*** Provided information
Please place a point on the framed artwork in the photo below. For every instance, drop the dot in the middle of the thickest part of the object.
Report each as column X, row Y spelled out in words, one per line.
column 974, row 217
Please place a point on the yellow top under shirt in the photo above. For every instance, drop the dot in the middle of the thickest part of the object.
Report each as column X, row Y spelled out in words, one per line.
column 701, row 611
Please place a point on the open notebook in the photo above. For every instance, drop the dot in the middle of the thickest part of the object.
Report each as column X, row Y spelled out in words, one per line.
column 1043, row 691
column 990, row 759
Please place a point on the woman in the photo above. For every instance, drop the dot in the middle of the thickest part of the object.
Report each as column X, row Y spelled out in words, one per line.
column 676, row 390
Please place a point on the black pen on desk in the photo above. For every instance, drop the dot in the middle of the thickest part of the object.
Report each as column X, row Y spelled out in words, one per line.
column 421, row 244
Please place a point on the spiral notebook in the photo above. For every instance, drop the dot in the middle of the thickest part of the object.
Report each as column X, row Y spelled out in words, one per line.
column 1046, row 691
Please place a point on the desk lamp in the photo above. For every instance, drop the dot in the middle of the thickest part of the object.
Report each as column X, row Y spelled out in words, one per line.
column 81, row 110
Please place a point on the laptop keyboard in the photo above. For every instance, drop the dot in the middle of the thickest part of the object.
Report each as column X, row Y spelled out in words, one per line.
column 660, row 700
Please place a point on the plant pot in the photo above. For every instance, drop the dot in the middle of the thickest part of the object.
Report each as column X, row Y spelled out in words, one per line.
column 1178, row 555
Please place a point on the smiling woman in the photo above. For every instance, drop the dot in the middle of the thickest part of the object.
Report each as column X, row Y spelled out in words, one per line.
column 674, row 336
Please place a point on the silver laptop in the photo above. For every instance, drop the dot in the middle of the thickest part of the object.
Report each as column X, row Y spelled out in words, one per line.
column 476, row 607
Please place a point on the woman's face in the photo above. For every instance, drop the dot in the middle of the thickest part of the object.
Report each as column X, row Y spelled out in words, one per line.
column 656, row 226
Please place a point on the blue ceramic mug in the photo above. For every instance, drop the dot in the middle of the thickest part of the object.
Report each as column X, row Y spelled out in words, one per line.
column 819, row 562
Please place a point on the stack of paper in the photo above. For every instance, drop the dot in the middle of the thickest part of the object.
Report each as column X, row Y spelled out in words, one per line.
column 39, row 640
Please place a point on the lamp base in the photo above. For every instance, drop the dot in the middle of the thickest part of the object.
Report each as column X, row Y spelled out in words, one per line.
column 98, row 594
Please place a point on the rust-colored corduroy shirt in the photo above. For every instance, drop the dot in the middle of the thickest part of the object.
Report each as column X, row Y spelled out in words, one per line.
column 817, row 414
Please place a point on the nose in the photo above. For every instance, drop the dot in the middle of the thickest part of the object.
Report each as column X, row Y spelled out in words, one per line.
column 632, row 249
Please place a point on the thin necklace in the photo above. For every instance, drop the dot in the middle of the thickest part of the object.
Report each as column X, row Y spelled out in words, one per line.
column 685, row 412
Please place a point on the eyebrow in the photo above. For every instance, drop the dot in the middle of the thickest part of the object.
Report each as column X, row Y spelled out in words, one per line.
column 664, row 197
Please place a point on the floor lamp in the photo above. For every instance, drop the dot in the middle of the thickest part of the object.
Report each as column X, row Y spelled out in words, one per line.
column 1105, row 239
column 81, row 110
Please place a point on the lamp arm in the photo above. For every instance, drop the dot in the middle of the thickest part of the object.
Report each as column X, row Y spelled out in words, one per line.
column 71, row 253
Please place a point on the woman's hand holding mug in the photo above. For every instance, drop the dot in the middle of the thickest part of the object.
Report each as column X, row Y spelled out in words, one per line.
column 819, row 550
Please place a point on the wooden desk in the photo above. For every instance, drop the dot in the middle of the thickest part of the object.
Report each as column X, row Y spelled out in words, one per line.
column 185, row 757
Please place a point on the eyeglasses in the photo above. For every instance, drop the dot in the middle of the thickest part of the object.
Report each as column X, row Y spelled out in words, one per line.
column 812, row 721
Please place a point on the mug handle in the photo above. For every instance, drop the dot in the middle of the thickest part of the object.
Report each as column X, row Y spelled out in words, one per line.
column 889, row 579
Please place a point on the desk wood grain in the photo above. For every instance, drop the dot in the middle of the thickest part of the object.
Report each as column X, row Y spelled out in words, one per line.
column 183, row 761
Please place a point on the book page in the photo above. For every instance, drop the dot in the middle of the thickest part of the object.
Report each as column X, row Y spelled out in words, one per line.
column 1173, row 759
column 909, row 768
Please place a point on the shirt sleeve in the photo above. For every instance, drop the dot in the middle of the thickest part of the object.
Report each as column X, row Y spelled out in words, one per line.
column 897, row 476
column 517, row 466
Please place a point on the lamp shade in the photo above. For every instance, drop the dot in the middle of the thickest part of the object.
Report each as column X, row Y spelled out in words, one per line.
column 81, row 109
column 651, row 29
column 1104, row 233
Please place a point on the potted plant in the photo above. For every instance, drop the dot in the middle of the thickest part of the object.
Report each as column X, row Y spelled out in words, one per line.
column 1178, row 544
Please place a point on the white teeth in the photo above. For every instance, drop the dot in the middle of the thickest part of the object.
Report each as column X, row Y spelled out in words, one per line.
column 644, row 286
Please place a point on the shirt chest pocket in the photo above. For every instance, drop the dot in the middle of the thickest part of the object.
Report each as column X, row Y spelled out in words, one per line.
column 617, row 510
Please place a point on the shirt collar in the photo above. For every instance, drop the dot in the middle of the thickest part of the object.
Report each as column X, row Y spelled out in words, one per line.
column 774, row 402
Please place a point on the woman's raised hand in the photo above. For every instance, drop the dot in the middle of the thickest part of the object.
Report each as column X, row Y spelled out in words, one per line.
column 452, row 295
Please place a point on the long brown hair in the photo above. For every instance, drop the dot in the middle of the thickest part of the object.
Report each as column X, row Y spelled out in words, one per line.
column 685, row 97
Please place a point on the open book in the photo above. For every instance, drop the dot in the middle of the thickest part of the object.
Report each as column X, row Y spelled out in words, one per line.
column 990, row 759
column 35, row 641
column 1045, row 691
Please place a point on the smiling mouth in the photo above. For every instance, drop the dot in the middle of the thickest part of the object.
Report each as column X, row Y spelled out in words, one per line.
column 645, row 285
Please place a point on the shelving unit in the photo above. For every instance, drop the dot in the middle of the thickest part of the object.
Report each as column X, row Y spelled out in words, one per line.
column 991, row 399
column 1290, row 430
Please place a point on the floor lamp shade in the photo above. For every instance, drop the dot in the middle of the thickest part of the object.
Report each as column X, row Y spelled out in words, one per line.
******
= Written request =
Please rewrite the lines between the one holding "Please place a point on the book" and the one holding "column 1104, row 233", inclusive, changing "shirt sleeve" to "shirt cuff" and leaving everything else untouched. Return only those lines.

= Task output =
Please place a point on the book page in the photo above. For every instance, drop the dot in the middle of the thickest part of the object.
Report each as column X, row Y spelled out in words, one per line.
column 1173, row 759
column 909, row 768
Please place a point on the shirt cuff in the photo above. For every instance, drop the dot in the middle of the thickest part of the object.
Report each as column X, row Y spelled out in words, one per line.
column 897, row 476
column 517, row 466
Please place a point on the lamp shade in the photo above. For every instance, drop the dot in the middle of the thickest part of the object.
Report each as column X, row Y spelled out in words, one per line.
column 81, row 109
column 651, row 29
column 1104, row 233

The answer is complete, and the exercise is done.